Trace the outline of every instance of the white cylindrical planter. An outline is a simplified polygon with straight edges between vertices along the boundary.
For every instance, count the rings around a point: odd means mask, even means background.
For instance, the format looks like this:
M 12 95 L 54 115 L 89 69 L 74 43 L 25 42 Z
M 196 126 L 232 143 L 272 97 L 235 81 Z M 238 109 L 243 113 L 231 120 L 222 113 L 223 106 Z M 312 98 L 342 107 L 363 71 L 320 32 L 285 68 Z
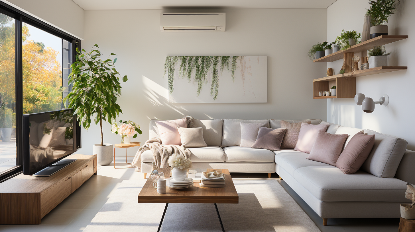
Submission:
M 94 154 L 97 154 L 97 163 L 100 165 L 107 165 L 112 162 L 114 145 L 111 143 L 94 144 Z
M 388 66 L 387 56 L 374 56 L 369 57 L 369 68 Z
M 408 204 L 400 204 L 400 216 L 402 218 L 413 220 L 415 219 L 415 206 L 413 206 L 412 208 L 405 210 L 405 207 L 410 205 Z

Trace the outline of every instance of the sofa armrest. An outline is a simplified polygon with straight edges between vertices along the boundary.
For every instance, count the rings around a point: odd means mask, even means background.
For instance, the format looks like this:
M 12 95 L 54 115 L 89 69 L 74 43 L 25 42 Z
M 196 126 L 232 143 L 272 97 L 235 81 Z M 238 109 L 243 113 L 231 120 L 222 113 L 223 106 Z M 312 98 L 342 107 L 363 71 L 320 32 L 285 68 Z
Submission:
M 395 177 L 415 185 L 415 151 L 408 150 L 405 151 Z

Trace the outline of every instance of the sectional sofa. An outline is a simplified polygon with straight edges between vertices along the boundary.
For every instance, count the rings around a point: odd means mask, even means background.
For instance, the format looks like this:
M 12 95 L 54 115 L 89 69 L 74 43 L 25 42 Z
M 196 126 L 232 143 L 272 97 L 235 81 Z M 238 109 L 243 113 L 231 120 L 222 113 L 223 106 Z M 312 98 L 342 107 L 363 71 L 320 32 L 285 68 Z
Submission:
M 159 137 L 156 124 L 150 122 L 149 138 Z M 281 128 L 279 120 L 196 120 L 203 128 L 206 147 L 189 148 L 195 168 L 226 168 L 231 172 L 276 172 L 327 225 L 327 218 L 399 218 L 399 205 L 405 198 L 407 183 L 415 184 L 415 152 L 406 150 L 401 138 L 371 130 L 346 127 L 320 119 L 285 120 L 290 123 L 311 121 L 329 124 L 326 132 L 349 134 L 364 130 L 375 134 L 375 143 L 366 161 L 356 173 L 345 174 L 336 167 L 306 159 L 308 154 L 293 150 L 271 151 L 240 147 L 240 123 L 266 123 Z M 142 154 L 142 172 L 151 172 L 151 151 Z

WRITTEN INSTRUCTION: Please recast the lines in the records above, from the line with "Trace the outline of every instance of the sofa" to the line with "M 395 177 L", as a numbered list with blank lines left out.

RESPONSE TO THE TASK:
1. Trace the outline of every instance of the sofa armrest. An outline is a simplified polygon with straight edges between vertices along the boundary.
2. For every instance, count the rings around a point: odd means mask, even means background.
3. For instance, the format looks like this:
4. M 12 95 L 54 115 L 89 69 L 74 43 L 25 42 Z
5. M 196 126 L 232 143 L 272 97 L 235 81 Z M 238 109 L 243 113 L 231 120 L 222 113 L 223 106 Z M 312 98 L 342 107 L 363 71 L 320 32 L 285 68 Z
6. Submission:
7. M 395 177 L 415 185 L 415 151 L 408 150 L 405 151 Z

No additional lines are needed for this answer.